── KUTIPAN BACAAN
Catatan Ashura Asif Hummam Rais kalau disingkat jadi apa?

Kembali

malaikat duduk

It’s been over ten years since I first stepped into high school.


Waktu…

Waktu berjalan cepat. Rasanya, baru kemarin saya mengenakan seragam putih abu-abu untuk pertama kalinya, mengikuti Masa Orientasi Siswa. Tiga hari yang melelahkan, penuh tugas yang menghabiskan waktu 4-6 jam setiap malam, setelah seharian penuh kegiatan yang baru selesai menjelang shalat Isya.

“Keputusan kepala sekolah: karena kalian belum dianggap layak jadi siswa SMA, Masa Orientasi Siswa diperpanjang satu hari lagi!”

Candaan itu masih melekat di ingatan saya, meski hanya sebuah lelucon untuk menambah sensasi.


Waktu berjalan sangat cepat. I used to be pretty good at school. Sebagai siswa SD, mendapatkan nilai tinggi bukanlah masalah besar. Dengarkan guru di kelas, jangan berbuat aneh-aneh, dan sisanya bersenang-senang di rumah dengan PlayStation 2. CD/DVD bajakan? Pasti. Soalnya, memang itu yang ada.

Saya juga ingat sore-sore santai di rumah. Membaca komik Doraemon sambil meneguk segelas es teh manis — sebenarnya dua gelas, karena keluarga kami memang sangat menyukai teh manis.

“Pulang sekolah nanti cukur, ya. Habis itu mampir Gramedia… atau mau beli kaset PS?”


Waktu masih terasa cepat. Sabtu sore kemarin, kami sekeluarga mampir ke kafe bertema makanan Jepang. Saya hanya memesan ocha tawar. Bukan karena sedang berdiet atau apa, tapi mungkin karena sekarang saya lebih sadar pentingnya mengurangi gula. Atau mungkin… es teh manis sudah tidak seenak dulu lagi.


…berjalan…

During college, I used to write blogs—until everything was wiped out, burnt to ashes by my cloud provider due to an issue on their end. In return, I was compensated with a measly one year of free hosting. The rest of my posts? Irrecoverable. Led me to explore GitHub Pages and ultimately, this blog was born.

Wait, why the heck am I speaking in an alien language again?

Saya sebenarnya sangat mencintai bahasa Indonesia. Meskipun sudah tinggal di Singapura lebih dari tiga tahun, saya masih menikmati Netflix dengan subtitle bahasa Indonesia, berbicara tanpa campur-campur bahasa Inggris (walau orang bilang itu logat Jaksel), dan berusaha menggunakan Ejaan yang Disempurnakan.
────
[TUGAS YANG DIKERJAKAN]
1. Ketik ulang seluruh bagian catatan tentang waktu, mulai dari "Waktu berjalan sangat" hingga "seenak dulu lagi.", tanpa mengubah satu huruf pun.
2. Ringkas paragraf dalam catatan tentang waktu yang diawali "Saya sebenarnya sangat mencintai" menjadi daftar poin tanpa menghilangkan fakta utamanya.
── DATA YANG DISEDIAKAN
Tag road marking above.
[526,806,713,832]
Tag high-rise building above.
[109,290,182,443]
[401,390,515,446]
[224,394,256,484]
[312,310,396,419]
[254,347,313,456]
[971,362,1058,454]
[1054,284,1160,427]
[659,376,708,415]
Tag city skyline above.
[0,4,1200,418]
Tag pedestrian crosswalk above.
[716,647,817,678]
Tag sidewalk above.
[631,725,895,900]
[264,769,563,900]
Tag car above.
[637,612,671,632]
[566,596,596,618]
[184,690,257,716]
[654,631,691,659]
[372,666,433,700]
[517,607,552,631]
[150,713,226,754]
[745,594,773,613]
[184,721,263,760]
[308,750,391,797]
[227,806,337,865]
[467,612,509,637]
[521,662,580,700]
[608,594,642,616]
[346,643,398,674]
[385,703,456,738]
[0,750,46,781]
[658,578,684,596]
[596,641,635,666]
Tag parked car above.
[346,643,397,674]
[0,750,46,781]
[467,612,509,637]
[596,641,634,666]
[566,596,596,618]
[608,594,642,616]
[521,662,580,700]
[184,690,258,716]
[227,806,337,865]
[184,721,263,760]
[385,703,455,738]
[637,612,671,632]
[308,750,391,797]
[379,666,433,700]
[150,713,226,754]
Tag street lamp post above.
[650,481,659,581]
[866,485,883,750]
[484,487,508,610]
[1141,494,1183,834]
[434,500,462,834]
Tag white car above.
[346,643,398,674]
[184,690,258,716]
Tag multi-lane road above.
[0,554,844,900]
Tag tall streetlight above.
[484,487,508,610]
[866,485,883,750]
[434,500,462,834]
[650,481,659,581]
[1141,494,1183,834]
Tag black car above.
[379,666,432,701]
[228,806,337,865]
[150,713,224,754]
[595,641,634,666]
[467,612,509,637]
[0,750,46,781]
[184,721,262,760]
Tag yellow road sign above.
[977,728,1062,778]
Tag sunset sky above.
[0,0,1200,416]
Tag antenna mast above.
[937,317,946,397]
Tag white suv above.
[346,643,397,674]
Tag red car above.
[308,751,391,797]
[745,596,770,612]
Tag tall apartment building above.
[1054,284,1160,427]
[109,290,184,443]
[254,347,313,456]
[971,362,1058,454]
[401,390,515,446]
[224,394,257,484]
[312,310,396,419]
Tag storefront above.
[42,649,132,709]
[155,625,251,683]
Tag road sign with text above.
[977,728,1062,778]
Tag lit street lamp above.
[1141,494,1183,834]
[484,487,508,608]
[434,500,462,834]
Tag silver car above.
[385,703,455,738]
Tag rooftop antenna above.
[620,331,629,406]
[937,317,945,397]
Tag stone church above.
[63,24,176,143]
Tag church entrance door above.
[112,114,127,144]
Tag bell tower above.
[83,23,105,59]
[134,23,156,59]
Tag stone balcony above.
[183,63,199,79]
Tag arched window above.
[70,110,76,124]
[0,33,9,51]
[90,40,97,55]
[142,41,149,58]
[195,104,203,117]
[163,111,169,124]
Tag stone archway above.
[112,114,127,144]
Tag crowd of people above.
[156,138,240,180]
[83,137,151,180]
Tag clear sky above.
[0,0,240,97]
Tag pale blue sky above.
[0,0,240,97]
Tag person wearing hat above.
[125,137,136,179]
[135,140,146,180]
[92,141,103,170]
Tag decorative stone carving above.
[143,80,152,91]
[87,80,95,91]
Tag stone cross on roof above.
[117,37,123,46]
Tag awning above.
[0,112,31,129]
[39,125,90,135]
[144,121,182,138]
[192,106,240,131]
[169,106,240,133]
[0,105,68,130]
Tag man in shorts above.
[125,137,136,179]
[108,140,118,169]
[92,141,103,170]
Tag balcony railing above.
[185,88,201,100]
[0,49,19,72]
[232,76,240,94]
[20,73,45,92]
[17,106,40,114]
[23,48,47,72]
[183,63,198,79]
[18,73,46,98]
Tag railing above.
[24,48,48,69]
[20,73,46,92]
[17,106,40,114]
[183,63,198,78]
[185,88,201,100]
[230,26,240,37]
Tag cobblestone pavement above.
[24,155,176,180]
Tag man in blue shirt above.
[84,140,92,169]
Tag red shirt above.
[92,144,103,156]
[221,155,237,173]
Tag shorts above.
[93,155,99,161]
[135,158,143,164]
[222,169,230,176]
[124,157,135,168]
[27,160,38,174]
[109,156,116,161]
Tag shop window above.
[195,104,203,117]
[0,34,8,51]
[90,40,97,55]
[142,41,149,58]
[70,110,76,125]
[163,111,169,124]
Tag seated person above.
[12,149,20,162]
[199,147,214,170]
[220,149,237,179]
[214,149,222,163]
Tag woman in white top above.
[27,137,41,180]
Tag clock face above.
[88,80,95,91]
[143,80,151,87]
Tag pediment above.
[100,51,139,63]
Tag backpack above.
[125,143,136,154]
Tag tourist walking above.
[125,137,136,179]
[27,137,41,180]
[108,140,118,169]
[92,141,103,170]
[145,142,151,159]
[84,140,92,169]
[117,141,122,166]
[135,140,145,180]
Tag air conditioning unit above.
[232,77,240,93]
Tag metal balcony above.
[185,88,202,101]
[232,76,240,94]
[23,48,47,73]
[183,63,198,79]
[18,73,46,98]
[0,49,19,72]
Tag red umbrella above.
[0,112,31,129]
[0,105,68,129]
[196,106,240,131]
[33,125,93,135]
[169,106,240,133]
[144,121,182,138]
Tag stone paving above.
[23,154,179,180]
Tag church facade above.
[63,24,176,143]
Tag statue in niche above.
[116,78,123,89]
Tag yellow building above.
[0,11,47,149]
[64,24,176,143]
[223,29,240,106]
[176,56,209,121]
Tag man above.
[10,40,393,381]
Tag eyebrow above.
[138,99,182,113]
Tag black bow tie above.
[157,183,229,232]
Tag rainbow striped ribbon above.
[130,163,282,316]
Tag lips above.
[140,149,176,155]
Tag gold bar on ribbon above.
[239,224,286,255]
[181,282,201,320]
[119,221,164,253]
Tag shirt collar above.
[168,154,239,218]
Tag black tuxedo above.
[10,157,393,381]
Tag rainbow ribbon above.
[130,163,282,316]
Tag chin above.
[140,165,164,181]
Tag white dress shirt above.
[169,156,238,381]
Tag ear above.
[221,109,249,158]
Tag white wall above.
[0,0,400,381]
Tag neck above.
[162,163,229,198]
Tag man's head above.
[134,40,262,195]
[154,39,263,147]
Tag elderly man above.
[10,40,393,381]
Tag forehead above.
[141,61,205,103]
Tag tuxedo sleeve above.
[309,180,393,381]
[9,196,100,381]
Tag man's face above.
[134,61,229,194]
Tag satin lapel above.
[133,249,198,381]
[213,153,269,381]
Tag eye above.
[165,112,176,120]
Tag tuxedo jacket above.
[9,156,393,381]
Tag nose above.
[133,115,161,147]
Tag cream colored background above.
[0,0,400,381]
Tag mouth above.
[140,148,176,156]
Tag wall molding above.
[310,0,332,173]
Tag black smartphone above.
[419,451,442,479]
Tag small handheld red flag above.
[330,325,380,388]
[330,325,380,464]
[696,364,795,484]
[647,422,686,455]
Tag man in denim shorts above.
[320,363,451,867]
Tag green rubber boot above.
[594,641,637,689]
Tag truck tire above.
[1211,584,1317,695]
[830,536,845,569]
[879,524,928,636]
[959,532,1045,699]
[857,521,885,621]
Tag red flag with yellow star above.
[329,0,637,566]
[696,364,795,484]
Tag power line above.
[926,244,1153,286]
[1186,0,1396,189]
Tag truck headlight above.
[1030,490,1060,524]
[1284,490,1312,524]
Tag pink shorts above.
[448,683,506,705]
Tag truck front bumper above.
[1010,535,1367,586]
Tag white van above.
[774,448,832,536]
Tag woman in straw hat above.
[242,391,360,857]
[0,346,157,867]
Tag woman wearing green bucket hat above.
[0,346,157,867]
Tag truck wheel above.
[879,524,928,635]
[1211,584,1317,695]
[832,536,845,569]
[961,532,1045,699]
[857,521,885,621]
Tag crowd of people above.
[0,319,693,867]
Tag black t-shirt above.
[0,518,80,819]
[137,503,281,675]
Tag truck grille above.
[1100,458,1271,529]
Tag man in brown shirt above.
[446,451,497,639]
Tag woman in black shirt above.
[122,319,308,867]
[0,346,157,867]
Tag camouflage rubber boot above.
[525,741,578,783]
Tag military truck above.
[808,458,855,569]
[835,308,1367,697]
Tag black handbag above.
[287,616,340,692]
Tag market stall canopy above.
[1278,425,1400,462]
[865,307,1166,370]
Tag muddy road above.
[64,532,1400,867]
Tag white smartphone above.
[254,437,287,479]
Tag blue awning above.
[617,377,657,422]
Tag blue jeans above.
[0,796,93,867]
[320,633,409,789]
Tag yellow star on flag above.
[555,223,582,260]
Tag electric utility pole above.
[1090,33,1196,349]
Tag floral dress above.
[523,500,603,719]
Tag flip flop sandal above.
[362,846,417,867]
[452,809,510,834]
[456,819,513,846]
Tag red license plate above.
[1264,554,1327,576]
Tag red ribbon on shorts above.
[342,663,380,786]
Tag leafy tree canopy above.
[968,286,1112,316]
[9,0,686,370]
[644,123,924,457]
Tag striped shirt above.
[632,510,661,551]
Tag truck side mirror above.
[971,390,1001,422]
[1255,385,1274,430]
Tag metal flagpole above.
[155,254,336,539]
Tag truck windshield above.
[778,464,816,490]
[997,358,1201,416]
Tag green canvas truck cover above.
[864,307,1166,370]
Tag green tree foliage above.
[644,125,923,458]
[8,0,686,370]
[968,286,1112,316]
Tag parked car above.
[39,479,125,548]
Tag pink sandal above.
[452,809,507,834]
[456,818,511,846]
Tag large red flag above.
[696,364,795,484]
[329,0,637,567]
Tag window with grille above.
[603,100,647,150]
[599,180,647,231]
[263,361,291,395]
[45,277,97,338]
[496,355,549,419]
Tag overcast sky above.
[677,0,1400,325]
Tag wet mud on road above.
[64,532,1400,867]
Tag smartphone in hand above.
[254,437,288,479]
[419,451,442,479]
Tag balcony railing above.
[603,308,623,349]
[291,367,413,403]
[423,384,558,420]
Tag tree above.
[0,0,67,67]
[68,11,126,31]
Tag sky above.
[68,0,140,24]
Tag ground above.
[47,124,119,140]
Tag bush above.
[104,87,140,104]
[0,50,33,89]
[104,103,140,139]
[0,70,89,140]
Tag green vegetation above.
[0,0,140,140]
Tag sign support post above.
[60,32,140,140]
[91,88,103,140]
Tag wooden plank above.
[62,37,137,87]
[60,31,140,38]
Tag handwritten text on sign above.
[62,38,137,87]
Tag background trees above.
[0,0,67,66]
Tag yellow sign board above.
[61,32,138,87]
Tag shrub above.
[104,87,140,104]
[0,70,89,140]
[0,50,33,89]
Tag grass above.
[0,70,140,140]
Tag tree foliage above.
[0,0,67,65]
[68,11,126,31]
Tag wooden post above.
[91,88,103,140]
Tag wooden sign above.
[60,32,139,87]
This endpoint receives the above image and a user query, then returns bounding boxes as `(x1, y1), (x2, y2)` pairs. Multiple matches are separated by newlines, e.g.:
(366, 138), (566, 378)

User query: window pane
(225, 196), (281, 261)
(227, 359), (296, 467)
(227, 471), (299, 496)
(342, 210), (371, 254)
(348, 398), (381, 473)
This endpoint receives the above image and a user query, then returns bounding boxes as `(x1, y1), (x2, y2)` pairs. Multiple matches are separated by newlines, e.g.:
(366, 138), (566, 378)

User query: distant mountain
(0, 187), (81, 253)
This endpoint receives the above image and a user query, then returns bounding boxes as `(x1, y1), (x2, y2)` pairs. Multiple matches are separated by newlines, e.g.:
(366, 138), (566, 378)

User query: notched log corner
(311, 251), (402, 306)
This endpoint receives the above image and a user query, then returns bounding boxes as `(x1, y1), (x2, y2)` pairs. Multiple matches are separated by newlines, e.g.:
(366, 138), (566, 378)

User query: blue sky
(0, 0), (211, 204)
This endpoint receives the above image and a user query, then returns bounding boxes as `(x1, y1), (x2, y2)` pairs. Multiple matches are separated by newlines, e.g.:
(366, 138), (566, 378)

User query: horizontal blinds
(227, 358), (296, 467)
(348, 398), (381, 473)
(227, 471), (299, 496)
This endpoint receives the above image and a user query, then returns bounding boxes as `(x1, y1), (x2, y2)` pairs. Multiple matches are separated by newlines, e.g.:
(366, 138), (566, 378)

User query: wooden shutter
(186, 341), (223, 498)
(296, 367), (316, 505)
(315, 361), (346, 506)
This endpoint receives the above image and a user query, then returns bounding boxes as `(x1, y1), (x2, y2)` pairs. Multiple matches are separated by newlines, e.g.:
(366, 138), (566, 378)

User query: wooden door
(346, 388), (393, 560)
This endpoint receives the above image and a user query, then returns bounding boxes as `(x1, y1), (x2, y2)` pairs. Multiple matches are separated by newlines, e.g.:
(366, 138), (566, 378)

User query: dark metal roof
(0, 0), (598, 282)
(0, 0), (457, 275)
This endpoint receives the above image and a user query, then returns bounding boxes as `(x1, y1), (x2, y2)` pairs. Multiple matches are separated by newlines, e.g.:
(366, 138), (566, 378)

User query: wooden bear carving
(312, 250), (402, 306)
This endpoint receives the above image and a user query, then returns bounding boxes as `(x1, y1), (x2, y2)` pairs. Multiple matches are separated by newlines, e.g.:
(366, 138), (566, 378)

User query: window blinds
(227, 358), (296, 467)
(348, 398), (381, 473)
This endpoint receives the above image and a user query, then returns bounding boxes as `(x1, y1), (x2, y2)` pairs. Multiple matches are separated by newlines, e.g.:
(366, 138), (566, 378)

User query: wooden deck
────
[HASIL LATIHAN]
1.
Waktu berjalan sangat cepat. I used to be pretty good at school. Sebagai siswa SD, mendapatkan nilai tinggi bukanlah masalah besar. Dengarkan guru di kelas, jangan berbuat aneh-aneh, dan sisanya bersenang-senang di rumah dengan PlayStation 2. CD/DVD bajakan? Pasti. Soalnya, memang itu yang ada.

Saya juga ingat sore-sore santai di rumah. Membaca komik Doraemon sambil meneguk segelas es teh manis — sebenarnya dua gelas, karena keluarga kami memang sangat menyukai teh manis.

“Pulang sekolah nanti cukur, ya. Habis itu mampir Gramedia… atau mau beli kaset PS?”


Waktu masih terasa cepat. Sabtu sore kemarin, kami sekeluarga mampir ke kafe bertema makanan Jepang. Saya hanya memesan ocha tawar. Bukan karena sedang berdiet atau apa, tapi mungkin karena sekarang saya lebih sadar pentingnya mengurangi gula. Atau mungkin… es teh manis sudah tidak seenak dulu lagi.

2.
- Sangat mencintai bahasa Indonesia.
- Sudah tinggal di Singapura lebih dari tiga tahun.
- Masih menonton Netflix dengan subtitle bahasa Indonesia.
- Berbicara tanpa mencampur bahasa Inggris.
- Berusaha menggunakan Ejaan yang Disempurnakan.